Activity: Give the records again in full, exactly as written.

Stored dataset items
>>>
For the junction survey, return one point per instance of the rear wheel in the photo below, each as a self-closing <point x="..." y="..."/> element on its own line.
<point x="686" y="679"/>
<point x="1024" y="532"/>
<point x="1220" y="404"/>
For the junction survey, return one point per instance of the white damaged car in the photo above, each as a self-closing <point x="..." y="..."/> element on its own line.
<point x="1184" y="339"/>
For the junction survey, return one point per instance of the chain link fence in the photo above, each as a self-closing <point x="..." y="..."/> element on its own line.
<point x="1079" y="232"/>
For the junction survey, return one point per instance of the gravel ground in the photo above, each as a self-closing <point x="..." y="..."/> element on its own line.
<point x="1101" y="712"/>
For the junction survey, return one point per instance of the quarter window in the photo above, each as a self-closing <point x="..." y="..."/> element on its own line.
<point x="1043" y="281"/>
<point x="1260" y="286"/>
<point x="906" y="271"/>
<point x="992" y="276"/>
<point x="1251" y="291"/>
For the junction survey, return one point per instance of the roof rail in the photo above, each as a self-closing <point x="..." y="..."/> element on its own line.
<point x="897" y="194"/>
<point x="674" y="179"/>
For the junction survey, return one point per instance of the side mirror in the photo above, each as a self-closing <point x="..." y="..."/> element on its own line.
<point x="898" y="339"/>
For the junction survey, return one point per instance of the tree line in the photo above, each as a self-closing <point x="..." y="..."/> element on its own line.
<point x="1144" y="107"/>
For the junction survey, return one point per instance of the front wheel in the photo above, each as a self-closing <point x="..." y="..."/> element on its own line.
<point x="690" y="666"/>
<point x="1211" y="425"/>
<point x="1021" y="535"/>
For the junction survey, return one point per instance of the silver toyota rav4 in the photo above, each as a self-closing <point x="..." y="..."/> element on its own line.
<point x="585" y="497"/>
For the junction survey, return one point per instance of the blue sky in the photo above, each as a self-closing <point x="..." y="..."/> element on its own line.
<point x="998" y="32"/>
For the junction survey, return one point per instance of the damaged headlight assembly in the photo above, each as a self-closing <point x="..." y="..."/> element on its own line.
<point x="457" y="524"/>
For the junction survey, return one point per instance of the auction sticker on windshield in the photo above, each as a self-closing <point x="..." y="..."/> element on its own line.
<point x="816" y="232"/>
<<<
Response box:
For the junction survey, return one point per instance of the rear wheel in the photo below, each as a self-closing <point x="..." y="..."/> element on its own line.
<point x="686" y="679"/>
<point x="1024" y="532"/>
<point x="1220" y="404"/>
For the junction survey, return one point per instance of the white damaged car in the photo above, each as a self-closing <point x="..." y="..."/> element on its own line.
<point x="1184" y="339"/>
For the junction survey, return one point per instance of the chain link fence in the photo above, each as a self-closing <point x="..." y="..."/> element on its own line.
<point x="1079" y="232"/>
For the junction survey, return one point per instance of the gravel ground in the photo above, each as a self-closing <point x="..." y="..."/> element on its own line.
<point x="1101" y="712"/>
For the junction survey, return one point per instance of the quarter window in the photo above, each as a self-closing <point x="..." y="..."/> element on its own line.
<point x="1043" y="281"/>
<point x="1260" y="286"/>
<point x="906" y="271"/>
<point x="992" y="276"/>
<point x="1251" y="291"/>
For the junction survey, return one point per instance of the roof rail in the photo above, each as a self-closing <point x="..." y="..."/> element on its own line.
<point x="897" y="194"/>
<point x="674" y="179"/>
For the junction survey, return one point per instance of the side mirror in the photo above, each as a self-closing <point x="..." y="..."/> element on its own line.
<point x="898" y="339"/>
For the junction survey, return one point per instance of the tree line in the photo above, each as a self-closing <point x="..." y="..."/> element on its own line.
<point x="1144" y="107"/>
For the junction survey, return one point per instance of the front wheel in the photo above, each as a self-closing <point x="..." y="..."/> element on its own line.
<point x="690" y="666"/>
<point x="1211" y="425"/>
<point x="1021" y="535"/>
For the junction survey, return one point per instance of the silver toyota rav4 in the photo above, each as a self-closing <point x="..." y="..."/> element on its own line.
<point x="585" y="497"/>
For the junction survey, return one point per instance of the blue sky in the photo above, each as a self-closing <point x="..." y="..."/> element on its own line.
<point x="998" y="32"/>
For the junction survey, return one point per instance of the damaged headlight assembly in the photo above, each as a self-closing <point x="..." y="..."/> element on its own line.
<point x="457" y="524"/>
For the junction survey, return one point per instance of the auction sticker on windshield in the photo above, each as a self-closing <point x="..." y="..."/> element on its own line.
<point x="816" y="232"/>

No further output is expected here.